Parti dell'esercizio:
**a)** Nell'estratto del documento, a quanto ammonta in media l'evasione fiscale annua negli ultimi dieci anni?
**b)** Secondo l'estratto del documento, perché è una «distorsione grottesca» presentare la patrimoniale come una tassa contro i cittadini e la flat tax come un vantaggio per il ceto medio-basso?

Estratto del documento:
== == ==

Il paragrafo successivo è il più pericoloso per le casse dello Stato, trattandosi del concetto piuttosto naïf di economia del centrodestra. In una nazione flagellata dall’evasione fiscale, con oltre 100 miliardi di euro l’anno evasi in media negli ultimi dieci anni, il programma ripropone una “pace fiscale” o “saldo e stralcio”, ovvero l’ennesimo condono senza neppure tratteggiare un piano concreto da mettere in atto. Si continua poi con uno dei cavalli di battaglia di questa campagna elettorale: no alla patrimoniale e sì alla flat tax. Il potere persuasivo della destra è riuscito a far credere all’elettorato che la patrimoniale sia “l’ennesima tassa di una sinistra che mette le mani nelle tasche dei cittadini” e la flat tax un vantaggio per il ceto medio-basso. È una distorsione grottesca, considerando che la patrimoniale colpirebbe solo i redditi milionari e la flat tax è una misura iniqua che avvantaggia i più ricchi e penalizza proprio quel ceto medio-basso che invece da anni ha abbandonato la sinistra cedendo alle sirene della destra. Per quale motivo un operaio dovrebbe essere contrario alla patrimoniale e favorevole alla flat tax, non è dato sapersi. Così come restiamo all’oscuro delle coperture per le altre proposte del paragrafo, come la “riduzione della pressione fiscale per famiglie, imprese e lavoratori autonomi”. In generale, in tutto il programma non si parla mai della provenienza dei fondi per finanziare certe misure. Vengono usate frasi a effetto, spesso di breve durata, senza mai entrare nel dettaglio. Nessun meccanismo viene spiegato; ma d’altronde le misure si autofinanziano e i soldi crescono sugli alberi.

== == ==

Righe mostrate:
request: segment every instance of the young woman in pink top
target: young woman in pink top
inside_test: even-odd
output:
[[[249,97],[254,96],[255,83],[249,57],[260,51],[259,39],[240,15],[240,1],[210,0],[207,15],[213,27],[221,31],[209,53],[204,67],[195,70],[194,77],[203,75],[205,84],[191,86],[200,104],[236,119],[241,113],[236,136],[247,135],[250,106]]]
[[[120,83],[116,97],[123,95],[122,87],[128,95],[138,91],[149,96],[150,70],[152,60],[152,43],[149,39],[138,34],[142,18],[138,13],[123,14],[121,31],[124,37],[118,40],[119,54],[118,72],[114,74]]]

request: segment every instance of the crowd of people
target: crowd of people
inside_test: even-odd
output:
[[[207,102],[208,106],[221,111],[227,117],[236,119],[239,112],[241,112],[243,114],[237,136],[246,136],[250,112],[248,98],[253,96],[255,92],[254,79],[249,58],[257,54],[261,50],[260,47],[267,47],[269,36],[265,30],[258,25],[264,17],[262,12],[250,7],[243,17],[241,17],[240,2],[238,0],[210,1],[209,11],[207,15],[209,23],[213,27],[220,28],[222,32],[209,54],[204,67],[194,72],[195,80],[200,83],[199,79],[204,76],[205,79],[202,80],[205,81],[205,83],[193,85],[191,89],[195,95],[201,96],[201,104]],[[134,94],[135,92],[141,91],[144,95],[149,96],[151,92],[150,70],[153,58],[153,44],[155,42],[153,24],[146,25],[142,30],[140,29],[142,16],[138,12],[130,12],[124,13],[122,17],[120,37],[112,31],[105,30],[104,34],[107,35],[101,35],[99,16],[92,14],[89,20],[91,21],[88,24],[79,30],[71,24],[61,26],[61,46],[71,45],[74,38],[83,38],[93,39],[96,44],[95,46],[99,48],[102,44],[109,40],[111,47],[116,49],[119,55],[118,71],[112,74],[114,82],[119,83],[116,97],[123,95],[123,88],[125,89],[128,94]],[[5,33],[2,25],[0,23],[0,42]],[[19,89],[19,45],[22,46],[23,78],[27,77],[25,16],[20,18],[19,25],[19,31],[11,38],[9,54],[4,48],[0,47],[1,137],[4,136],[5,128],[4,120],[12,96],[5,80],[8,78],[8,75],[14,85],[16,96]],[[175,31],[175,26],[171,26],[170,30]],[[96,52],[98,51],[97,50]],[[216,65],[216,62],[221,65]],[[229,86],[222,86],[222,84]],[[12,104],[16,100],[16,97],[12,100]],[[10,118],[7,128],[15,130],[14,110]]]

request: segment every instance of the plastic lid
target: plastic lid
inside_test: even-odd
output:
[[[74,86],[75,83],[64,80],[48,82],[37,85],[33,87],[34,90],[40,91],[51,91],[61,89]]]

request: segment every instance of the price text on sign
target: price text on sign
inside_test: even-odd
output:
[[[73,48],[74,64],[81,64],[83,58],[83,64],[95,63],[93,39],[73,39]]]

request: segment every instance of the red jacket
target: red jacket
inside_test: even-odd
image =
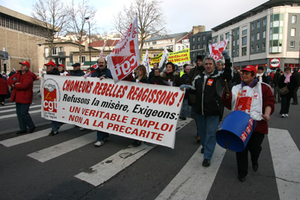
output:
[[[265,114],[265,109],[268,105],[272,108],[270,113],[270,114],[272,114],[275,110],[275,102],[274,100],[273,93],[270,87],[265,84],[261,84],[261,90],[263,93],[263,114]],[[225,98],[225,93],[223,93],[222,101],[224,105],[229,110],[232,110],[232,93],[231,91],[229,92],[229,97],[228,98]],[[268,122],[265,120],[257,121],[257,125],[253,132],[268,134]]]
[[[16,78],[16,81],[15,81]],[[8,81],[9,86],[12,86],[14,83],[20,83],[20,84],[15,84],[15,88],[11,93],[11,102],[31,104],[33,97],[33,81],[37,78],[37,76],[29,70],[23,74],[20,71],[18,71],[9,77]]]
[[[0,95],[6,95],[8,91],[8,84],[4,79],[0,78]]]

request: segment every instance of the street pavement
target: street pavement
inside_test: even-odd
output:
[[[191,118],[177,124],[174,149],[111,135],[95,148],[95,131],[64,124],[48,136],[35,83],[30,107],[33,134],[18,130],[14,103],[0,107],[0,199],[299,199],[300,105],[281,118],[280,105],[269,122],[255,172],[249,161],[244,182],[237,180],[235,153],[216,146],[209,167]],[[224,116],[229,113],[225,110]]]

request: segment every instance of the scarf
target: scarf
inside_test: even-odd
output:
[[[289,74],[287,74],[287,73],[284,73],[284,76],[285,76],[285,79],[284,79],[284,83],[289,83],[289,81],[290,81],[290,77],[291,77],[291,76],[292,76],[292,73],[289,73]]]

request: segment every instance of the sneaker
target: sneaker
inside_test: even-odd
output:
[[[202,163],[202,166],[203,167],[209,167],[210,165],[210,160],[208,159],[204,159],[203,162]]]
[[[32,134],[35,131],[35,127],[33,127],[33,128],[29,129],[29,133]]]
[[[102,141],[97,141],[95,143],[94,143],[94,146],[96,147],[100,147],[100,146],[102,146],[104,144],[104,142]]]
[[[136,140],[132,145],[134,146],[139,146],[142,144],[142,141],[139,141],[139,140]]]
[[[201,139],[200,139],[200,136],[197,136],[196,137],[196,139],[197,139],[197,142],[198,143],[200,143],[201,142]]]
[[[27,131],[18,131],[16,134],[17,135],[20,135],[20,134],[26,134],[26,133],[27,133]]]
[[[49,134],[48,136],[53,136],[57,135],[58,134],[59,134],[59,131],[58,131],[52,130],[51,132]]]

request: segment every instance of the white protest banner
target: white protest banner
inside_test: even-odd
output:
[[[144,57],[143,58],[143,61],[141,64],[144,65],[146,67],[147,77],[148,77],[149,73],[151,72],[151,67],[150,66],[148,50],[146,51],[146,53],[145,54]]]
[[[41,95],[45,119],[174,148],[184,92],[177,87],[44,75]]]
[[[107,63],[114,83],[123,80],[138,67],[140,57],[136,16],[116,47],[107,56]]]
[[[167,50],[167,47],[164,47],[162,59],[160,61],[160,64],[158,65],[159,69],[164,70],[164,67],[166,66],[166,64],[168,62],[168,58],[169,58],[169,52]]]
[[[101,52],[100,52],[100,55],[99,56],[99,57],[100,57],[100,58],[103,57],[103,52],[104,51],[105,46],[107,45],[107,41],[105,41],[105,43],[104,43],[104,45],[103,45],[102,49],[101,50]]]
[[[208,46],[210,52],[210,57],[213,58],[215,61],[221,59],[222,52],[225,49],[228,40],[229,39],[226,39],[226,40],[210,45]]]

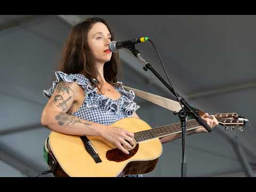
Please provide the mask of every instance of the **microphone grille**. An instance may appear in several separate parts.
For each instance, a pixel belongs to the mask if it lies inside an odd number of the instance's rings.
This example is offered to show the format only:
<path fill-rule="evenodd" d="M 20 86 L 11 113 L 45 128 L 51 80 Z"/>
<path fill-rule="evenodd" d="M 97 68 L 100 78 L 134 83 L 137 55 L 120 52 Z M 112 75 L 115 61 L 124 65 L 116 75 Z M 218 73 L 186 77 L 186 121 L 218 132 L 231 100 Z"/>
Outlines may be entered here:
<path fill-rule="evenodd" d="M 108 45 L 108 49 L 109 51 L 113 52 L 117 52 L 117 49 L 116 49 L 116 41 L 113 41 L 111 42 Z"/>

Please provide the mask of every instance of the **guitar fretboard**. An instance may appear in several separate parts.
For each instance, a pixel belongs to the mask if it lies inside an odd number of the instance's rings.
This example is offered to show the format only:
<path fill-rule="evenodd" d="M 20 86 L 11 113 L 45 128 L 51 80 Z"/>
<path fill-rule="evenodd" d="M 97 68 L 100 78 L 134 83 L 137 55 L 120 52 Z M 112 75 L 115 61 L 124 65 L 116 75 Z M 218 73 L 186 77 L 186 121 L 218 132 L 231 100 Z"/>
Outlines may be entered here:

== == ==

Risposte in ordine:
**a)** Oltre 100 miliardi di euro l'anno.

**b)** La patrimoniale colpirebbe solo i redditi milionari. La flat tax è invece una misura iniqua che avvantaggia i più ricchi e penalizza proprio il ceto medio-basso.